▶ _Exercise_
For the listing that follows, report how many lines contain the string "dirt", giving the number alone.

** Exercise input follows **

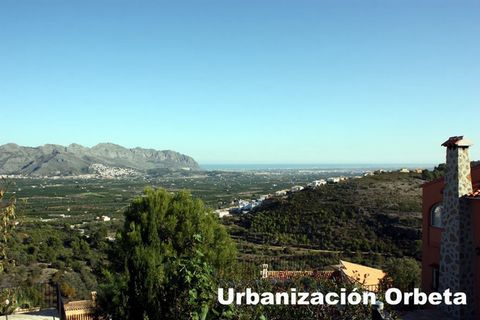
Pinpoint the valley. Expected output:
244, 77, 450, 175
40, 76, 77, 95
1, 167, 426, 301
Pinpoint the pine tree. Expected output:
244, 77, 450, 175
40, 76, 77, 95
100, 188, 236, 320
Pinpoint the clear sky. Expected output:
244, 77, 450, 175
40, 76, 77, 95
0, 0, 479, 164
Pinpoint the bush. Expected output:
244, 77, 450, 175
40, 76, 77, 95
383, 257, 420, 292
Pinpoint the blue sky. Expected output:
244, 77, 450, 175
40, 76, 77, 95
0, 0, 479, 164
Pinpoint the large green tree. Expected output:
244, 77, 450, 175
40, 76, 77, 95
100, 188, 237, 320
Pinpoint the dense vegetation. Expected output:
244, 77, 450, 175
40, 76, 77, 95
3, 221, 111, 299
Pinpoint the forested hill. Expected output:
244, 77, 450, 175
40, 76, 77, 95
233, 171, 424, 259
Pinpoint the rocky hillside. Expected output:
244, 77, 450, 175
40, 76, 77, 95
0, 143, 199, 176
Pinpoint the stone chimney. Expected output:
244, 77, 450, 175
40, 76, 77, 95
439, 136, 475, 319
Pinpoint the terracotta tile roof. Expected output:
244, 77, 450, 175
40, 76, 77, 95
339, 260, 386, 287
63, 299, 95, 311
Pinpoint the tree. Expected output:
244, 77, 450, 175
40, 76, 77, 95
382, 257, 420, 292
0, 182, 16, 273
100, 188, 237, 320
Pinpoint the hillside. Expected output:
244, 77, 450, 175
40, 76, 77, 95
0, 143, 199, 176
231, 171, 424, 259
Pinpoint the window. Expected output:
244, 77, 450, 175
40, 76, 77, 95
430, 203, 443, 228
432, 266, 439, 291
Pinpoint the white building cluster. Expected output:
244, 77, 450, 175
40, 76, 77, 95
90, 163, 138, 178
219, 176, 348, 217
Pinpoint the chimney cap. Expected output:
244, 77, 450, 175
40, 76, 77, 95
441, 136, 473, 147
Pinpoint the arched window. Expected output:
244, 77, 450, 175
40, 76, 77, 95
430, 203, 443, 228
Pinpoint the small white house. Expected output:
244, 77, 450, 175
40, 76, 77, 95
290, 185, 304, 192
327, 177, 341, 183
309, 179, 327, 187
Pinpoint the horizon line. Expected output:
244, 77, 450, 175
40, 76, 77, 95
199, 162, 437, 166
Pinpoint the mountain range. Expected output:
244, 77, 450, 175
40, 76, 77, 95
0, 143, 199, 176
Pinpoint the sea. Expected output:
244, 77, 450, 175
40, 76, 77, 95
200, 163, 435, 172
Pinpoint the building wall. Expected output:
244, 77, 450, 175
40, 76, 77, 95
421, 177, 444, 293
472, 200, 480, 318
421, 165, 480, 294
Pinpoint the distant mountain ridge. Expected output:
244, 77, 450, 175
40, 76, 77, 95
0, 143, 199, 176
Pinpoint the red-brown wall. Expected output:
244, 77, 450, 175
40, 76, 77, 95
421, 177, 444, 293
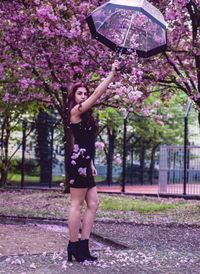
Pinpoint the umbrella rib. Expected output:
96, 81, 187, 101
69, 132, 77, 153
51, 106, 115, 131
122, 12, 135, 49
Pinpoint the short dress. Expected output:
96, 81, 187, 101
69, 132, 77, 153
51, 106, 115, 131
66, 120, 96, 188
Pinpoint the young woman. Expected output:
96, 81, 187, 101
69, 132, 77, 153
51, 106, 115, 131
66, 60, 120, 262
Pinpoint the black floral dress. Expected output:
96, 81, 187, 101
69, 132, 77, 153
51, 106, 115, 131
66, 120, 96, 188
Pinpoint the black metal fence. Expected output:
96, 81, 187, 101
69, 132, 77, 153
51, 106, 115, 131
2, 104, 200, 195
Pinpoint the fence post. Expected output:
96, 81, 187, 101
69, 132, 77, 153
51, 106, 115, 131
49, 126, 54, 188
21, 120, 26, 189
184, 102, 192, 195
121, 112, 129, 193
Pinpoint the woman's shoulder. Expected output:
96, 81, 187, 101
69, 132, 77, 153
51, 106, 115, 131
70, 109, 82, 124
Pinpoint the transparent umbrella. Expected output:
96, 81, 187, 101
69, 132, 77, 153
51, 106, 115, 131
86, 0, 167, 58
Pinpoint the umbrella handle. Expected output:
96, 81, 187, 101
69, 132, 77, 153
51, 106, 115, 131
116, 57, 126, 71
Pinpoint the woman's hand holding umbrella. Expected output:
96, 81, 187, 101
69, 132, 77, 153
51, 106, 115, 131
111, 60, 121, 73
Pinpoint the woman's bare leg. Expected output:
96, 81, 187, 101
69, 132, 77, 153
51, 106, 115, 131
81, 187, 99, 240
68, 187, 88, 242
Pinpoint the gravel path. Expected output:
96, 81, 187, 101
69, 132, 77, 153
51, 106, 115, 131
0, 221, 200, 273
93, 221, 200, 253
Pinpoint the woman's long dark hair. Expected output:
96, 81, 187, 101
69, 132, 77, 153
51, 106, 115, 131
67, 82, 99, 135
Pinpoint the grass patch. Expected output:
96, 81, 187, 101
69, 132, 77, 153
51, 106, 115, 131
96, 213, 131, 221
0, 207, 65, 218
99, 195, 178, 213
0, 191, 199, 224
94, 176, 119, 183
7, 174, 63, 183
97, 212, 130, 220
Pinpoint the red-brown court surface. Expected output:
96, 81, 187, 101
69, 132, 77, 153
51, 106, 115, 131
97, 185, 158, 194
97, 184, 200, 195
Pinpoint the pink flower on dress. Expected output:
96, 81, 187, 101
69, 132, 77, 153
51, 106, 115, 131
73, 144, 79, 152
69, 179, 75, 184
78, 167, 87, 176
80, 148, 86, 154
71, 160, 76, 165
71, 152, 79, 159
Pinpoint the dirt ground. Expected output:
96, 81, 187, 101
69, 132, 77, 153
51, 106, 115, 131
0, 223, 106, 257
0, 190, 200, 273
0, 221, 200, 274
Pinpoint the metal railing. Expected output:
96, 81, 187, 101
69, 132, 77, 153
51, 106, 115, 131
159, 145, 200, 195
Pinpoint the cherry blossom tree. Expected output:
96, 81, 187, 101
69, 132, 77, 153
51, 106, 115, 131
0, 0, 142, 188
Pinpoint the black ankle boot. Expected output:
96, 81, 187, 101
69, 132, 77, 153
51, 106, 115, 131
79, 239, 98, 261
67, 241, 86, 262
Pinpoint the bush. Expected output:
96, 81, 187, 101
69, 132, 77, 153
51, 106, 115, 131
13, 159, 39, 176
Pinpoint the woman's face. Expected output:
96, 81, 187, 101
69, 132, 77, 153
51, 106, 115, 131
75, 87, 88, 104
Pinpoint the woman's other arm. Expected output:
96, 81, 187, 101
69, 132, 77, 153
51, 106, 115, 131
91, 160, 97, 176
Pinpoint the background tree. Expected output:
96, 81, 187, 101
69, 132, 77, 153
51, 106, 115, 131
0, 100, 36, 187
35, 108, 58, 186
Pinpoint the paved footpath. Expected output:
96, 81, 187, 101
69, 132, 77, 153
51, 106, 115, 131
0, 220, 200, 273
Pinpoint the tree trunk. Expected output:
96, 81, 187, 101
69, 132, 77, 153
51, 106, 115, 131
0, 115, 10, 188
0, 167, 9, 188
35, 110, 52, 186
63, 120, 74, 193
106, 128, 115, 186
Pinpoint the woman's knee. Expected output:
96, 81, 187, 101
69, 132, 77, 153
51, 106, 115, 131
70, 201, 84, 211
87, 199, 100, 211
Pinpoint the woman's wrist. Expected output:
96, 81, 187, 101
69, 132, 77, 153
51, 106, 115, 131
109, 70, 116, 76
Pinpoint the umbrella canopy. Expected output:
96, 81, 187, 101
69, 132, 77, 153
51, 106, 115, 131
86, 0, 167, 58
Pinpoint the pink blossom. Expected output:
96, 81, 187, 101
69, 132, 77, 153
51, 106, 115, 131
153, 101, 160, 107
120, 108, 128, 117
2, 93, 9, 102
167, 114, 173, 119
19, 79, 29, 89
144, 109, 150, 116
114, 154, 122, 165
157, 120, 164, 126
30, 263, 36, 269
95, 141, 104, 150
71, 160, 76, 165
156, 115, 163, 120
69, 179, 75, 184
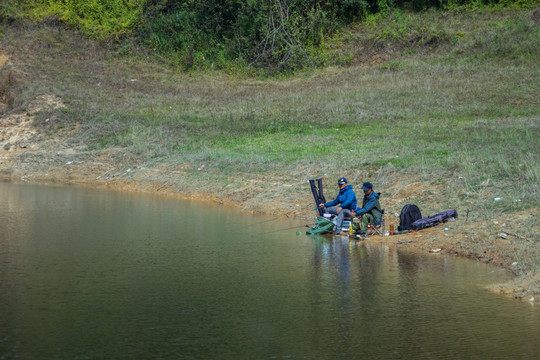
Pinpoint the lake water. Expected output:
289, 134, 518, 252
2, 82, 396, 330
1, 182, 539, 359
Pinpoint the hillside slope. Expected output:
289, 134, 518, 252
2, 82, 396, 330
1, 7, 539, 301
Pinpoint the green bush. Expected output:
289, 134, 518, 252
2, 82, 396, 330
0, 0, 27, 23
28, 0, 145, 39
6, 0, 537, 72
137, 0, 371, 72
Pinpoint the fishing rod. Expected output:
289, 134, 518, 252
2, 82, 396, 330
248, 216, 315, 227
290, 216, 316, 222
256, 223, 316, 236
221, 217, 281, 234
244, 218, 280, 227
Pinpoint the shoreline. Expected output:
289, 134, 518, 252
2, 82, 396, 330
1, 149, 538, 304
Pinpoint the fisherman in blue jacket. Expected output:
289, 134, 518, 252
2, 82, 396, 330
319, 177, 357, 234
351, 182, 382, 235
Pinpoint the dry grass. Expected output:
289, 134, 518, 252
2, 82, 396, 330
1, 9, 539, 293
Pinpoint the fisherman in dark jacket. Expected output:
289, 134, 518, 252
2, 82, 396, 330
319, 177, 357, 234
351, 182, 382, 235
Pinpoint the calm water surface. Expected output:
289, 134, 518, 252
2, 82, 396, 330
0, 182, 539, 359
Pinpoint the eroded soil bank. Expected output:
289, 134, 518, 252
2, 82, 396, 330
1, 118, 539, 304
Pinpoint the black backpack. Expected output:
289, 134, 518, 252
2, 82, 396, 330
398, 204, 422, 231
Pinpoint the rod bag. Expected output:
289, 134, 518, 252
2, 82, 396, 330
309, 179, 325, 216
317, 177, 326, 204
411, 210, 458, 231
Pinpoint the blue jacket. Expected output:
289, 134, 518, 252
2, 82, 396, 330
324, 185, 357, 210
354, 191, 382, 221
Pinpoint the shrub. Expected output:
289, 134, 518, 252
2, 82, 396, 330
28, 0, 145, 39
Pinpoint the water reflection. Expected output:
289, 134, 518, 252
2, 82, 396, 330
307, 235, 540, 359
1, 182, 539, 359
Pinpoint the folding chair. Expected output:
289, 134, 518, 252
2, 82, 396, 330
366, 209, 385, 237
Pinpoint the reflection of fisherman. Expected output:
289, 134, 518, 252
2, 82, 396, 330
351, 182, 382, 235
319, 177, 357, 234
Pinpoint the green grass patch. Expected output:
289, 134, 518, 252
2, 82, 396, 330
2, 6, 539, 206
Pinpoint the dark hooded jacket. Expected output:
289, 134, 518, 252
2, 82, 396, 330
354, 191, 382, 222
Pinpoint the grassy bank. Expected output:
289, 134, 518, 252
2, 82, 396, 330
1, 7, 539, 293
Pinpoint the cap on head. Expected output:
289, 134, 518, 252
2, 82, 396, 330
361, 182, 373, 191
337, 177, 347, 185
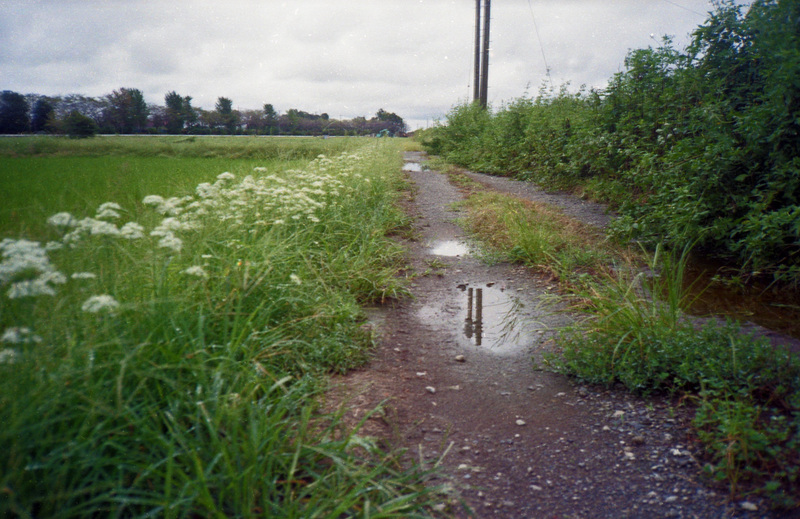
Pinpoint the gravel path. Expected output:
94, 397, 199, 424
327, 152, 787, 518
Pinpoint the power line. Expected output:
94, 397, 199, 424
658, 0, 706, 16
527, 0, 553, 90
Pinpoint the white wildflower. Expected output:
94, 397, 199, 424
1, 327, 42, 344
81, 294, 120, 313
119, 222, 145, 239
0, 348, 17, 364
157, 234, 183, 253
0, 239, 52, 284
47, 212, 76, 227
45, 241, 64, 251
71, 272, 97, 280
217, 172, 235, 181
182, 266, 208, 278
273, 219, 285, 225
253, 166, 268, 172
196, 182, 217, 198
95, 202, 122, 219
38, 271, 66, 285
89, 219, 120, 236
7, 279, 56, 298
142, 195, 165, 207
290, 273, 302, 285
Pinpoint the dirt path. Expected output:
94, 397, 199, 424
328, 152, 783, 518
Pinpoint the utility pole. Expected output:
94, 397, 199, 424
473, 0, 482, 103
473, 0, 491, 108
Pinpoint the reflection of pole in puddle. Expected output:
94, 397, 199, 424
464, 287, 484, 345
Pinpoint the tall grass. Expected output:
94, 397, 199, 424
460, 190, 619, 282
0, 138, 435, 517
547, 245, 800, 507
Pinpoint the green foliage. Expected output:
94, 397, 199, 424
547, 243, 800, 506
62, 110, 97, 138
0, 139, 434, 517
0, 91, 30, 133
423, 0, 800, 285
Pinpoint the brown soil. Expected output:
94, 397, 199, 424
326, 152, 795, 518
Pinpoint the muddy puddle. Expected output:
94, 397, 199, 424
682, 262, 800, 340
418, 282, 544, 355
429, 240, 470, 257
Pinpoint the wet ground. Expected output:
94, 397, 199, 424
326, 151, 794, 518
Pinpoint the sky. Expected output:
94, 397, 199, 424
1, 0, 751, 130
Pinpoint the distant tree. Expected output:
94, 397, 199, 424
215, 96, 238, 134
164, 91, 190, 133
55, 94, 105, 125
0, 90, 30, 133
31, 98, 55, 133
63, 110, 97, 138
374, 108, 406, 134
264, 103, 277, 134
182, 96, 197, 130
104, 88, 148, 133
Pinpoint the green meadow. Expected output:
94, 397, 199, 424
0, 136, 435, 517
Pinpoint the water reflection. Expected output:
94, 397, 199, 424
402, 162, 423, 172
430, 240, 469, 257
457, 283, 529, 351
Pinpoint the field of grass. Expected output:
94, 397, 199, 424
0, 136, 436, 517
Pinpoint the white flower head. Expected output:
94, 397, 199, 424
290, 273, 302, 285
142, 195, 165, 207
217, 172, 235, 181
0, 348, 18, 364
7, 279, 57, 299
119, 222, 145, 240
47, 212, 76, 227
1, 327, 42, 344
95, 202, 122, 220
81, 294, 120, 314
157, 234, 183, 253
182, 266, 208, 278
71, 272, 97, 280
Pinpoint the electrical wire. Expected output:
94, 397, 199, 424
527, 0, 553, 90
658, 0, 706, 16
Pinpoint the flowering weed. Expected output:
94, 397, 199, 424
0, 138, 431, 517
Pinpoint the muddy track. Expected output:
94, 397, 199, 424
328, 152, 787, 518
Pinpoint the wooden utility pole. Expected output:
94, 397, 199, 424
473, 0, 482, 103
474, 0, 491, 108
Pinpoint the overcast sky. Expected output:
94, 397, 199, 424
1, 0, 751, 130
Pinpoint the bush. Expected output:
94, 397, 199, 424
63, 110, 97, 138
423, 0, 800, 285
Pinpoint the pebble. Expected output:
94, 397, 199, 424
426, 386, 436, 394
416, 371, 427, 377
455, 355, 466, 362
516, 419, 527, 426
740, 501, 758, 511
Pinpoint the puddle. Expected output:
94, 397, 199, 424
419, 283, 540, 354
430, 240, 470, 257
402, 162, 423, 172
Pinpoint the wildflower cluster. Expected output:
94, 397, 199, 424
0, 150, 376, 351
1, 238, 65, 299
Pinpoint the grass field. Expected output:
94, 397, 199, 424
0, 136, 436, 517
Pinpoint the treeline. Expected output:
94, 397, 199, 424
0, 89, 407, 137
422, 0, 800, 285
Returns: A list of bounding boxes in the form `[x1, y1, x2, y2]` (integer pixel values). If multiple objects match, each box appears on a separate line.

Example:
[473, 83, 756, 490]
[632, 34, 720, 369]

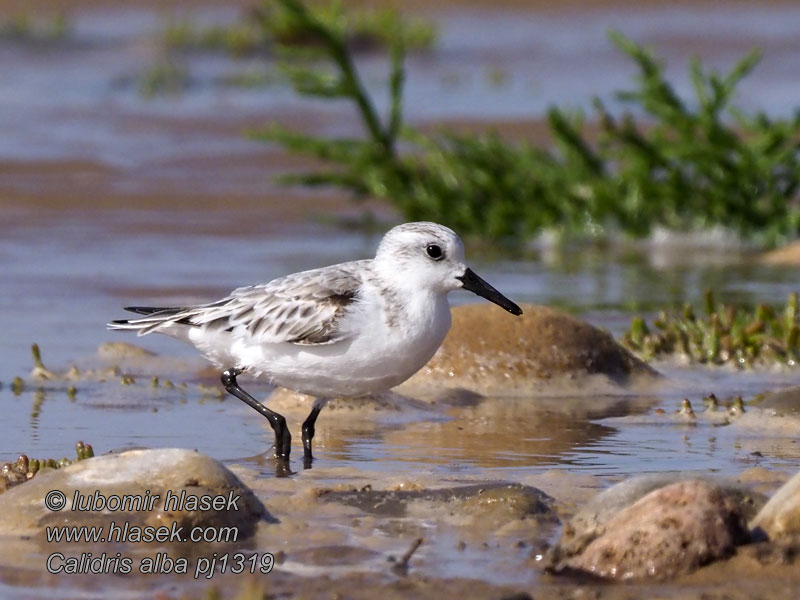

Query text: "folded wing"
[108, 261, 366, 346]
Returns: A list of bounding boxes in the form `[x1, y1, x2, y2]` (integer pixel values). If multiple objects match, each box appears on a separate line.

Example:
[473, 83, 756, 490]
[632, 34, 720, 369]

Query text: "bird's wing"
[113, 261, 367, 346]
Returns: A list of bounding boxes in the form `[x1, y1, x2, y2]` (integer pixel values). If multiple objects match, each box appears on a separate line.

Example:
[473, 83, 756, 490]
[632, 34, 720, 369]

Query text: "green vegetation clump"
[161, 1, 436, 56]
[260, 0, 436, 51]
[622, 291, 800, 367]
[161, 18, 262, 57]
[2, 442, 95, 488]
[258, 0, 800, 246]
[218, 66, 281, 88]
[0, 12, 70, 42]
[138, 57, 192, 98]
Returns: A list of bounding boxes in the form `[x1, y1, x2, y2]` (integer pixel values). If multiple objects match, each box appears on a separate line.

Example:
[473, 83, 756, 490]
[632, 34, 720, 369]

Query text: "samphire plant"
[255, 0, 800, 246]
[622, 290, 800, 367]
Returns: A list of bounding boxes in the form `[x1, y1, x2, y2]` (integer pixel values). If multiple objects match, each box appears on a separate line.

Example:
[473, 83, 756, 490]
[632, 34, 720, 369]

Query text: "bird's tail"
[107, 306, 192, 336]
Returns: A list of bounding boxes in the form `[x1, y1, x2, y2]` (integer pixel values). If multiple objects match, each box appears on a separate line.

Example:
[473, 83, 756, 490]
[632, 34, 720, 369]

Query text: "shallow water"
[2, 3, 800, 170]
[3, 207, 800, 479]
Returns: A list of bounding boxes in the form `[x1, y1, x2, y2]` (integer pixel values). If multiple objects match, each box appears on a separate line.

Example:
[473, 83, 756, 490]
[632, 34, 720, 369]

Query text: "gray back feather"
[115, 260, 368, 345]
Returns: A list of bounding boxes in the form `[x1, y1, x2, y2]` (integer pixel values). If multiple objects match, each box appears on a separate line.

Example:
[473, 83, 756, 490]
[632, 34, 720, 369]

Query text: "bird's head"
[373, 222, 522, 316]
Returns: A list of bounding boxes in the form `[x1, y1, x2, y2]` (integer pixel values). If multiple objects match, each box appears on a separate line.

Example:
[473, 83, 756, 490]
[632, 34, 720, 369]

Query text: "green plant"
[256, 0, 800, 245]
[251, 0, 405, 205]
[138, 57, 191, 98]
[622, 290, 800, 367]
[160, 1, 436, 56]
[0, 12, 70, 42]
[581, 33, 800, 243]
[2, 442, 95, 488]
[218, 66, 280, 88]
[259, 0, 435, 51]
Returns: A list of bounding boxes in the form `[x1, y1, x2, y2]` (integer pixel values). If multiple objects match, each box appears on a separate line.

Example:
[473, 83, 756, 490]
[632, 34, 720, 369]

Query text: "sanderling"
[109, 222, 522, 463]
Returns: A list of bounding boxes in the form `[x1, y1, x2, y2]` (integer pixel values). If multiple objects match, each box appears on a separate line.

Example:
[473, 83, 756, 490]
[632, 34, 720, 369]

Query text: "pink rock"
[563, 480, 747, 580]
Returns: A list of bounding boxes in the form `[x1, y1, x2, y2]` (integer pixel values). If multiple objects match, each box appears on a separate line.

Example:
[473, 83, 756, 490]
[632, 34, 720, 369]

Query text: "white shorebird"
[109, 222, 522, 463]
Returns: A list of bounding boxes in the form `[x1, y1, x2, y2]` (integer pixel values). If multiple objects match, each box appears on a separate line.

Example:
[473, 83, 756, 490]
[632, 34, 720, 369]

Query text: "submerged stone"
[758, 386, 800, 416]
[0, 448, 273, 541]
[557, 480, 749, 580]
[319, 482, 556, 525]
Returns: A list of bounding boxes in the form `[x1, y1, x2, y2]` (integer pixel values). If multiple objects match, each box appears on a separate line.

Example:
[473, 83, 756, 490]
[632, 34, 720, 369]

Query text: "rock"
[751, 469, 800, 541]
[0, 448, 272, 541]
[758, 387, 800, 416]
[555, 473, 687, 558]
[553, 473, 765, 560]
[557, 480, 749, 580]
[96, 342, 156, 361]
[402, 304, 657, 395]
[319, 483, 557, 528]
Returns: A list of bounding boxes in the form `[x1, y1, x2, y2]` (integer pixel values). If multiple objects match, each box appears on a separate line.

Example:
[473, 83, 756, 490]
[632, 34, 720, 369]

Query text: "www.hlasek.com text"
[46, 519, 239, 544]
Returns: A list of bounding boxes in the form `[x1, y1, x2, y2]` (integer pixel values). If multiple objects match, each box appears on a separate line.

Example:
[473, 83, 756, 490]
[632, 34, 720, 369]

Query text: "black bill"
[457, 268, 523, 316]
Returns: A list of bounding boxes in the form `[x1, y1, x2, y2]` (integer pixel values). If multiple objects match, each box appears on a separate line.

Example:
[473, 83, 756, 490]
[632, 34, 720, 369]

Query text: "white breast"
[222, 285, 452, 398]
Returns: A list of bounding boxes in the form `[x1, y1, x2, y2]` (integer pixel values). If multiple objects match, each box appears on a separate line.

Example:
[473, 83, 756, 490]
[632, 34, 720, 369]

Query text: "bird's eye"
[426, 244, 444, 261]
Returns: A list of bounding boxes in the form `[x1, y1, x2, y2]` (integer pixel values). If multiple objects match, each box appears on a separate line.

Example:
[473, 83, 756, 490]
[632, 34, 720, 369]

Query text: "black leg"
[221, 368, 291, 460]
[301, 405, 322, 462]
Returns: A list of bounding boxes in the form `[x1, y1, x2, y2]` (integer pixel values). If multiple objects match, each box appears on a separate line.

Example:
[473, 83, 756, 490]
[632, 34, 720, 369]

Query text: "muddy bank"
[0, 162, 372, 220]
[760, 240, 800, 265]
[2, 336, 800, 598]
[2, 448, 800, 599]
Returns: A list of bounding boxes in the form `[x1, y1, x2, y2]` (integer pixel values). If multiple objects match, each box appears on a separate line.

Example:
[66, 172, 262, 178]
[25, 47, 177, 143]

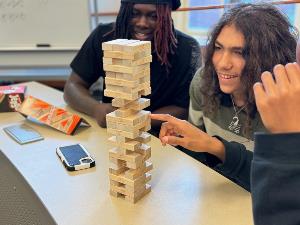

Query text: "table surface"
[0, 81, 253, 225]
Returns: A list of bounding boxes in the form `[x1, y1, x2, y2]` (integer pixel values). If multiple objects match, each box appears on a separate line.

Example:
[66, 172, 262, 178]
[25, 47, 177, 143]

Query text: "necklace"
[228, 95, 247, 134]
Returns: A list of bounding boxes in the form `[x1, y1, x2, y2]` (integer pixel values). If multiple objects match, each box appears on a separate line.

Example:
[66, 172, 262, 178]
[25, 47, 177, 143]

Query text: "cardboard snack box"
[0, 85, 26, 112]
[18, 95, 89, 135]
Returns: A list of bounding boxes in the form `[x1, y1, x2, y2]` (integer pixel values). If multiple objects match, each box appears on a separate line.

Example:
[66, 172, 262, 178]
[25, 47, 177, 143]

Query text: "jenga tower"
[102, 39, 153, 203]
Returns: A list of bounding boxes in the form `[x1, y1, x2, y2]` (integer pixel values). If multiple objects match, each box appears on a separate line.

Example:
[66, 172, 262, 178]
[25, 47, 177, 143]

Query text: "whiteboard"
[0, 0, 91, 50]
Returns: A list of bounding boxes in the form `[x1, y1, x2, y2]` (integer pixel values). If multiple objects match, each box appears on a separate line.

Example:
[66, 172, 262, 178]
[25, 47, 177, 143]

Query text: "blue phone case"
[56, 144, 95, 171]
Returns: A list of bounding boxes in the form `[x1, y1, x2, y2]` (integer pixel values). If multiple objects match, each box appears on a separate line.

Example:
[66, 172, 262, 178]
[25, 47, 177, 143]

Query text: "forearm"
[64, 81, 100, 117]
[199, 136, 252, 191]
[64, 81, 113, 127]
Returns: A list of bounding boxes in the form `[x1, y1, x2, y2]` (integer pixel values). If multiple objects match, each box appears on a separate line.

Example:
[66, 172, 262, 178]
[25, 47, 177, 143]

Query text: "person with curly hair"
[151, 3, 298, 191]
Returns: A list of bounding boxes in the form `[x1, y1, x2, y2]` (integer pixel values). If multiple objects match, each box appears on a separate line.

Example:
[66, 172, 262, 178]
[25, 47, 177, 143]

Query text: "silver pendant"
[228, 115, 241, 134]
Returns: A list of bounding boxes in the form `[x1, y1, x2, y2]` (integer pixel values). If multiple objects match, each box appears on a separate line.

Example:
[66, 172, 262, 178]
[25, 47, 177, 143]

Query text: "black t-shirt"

** End of Exercise input **

▶ _Response to the task_
2